* [Problem to solve]
Every line below that holds the string "spot" must be copied.

[Records from a data source]
[Start of Attachment]

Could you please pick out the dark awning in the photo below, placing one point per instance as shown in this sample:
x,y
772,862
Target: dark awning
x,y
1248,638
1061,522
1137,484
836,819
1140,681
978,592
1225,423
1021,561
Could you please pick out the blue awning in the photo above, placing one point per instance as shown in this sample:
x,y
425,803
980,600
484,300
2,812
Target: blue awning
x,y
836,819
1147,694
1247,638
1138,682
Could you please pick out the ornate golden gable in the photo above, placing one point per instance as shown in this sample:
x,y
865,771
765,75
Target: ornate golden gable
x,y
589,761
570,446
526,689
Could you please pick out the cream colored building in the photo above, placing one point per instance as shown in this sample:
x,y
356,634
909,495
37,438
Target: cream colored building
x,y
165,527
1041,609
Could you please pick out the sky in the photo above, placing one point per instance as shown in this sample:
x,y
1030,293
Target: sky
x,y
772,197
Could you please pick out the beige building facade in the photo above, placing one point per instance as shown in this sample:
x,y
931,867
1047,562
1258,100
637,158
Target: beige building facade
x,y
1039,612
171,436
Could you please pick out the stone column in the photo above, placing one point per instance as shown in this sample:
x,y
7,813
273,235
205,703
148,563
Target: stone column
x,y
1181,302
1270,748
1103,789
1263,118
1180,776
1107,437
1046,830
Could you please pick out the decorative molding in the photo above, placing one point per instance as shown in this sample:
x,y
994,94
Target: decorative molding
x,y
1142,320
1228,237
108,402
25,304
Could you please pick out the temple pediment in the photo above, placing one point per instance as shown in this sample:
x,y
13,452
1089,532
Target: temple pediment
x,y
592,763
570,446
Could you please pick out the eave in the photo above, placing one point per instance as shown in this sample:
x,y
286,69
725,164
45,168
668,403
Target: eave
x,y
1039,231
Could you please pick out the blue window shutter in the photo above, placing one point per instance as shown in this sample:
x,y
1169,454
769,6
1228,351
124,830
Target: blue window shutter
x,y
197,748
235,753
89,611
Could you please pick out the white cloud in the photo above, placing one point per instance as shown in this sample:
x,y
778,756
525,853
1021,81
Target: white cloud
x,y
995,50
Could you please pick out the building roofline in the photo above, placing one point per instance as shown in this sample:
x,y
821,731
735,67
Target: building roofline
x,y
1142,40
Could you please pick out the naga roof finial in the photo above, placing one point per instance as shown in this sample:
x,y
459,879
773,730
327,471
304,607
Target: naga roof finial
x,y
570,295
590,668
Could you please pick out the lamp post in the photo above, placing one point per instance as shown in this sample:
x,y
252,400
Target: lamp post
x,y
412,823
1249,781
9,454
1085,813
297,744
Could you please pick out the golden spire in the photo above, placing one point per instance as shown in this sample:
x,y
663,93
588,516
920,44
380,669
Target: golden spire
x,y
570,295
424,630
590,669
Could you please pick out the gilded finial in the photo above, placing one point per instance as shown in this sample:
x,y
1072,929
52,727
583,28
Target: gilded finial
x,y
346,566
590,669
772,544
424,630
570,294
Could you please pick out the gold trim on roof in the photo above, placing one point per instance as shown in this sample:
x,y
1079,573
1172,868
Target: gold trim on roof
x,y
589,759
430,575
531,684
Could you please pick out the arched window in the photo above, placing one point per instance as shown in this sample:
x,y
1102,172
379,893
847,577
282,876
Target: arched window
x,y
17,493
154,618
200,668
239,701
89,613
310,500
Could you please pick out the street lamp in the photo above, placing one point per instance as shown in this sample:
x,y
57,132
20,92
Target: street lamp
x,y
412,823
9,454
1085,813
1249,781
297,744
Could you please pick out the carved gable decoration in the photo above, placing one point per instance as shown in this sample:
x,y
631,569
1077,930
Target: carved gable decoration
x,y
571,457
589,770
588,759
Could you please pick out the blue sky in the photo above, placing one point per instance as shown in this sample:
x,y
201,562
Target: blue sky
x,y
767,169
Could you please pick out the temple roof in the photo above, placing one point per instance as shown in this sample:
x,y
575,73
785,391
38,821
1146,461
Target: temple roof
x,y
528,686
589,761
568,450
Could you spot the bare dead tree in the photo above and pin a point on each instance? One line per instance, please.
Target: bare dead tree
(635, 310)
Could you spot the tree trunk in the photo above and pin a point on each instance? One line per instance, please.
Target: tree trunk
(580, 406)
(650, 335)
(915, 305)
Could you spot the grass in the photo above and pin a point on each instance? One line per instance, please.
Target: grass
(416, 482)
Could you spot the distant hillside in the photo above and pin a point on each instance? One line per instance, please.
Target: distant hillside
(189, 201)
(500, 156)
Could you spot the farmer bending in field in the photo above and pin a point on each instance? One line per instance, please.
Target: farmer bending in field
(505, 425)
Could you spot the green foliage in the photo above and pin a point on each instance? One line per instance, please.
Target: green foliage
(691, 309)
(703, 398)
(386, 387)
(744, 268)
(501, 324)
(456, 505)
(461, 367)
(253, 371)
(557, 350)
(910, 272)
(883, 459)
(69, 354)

[End of Attachment]

* [Task answer]
Could you spot the bare dead tree in the photo above and pin a point on each instance? One line per instance, please.
Could you spot the tree trunk in the photo above and pin a point on each instance? One line per instance, please.
Could you spot the grass in the photo above and pin a point on each instance? One line per instance, please.
Could you spot the distant hillside in the photo above and pin a point on each instance? One line per instance, please.
Could you spot the farmer bending in field in the photo above and pin a point on each instance? One line per instance, please.
Could you spot the green foliage in the photo above and pin a point on each instance? One line per instance, please.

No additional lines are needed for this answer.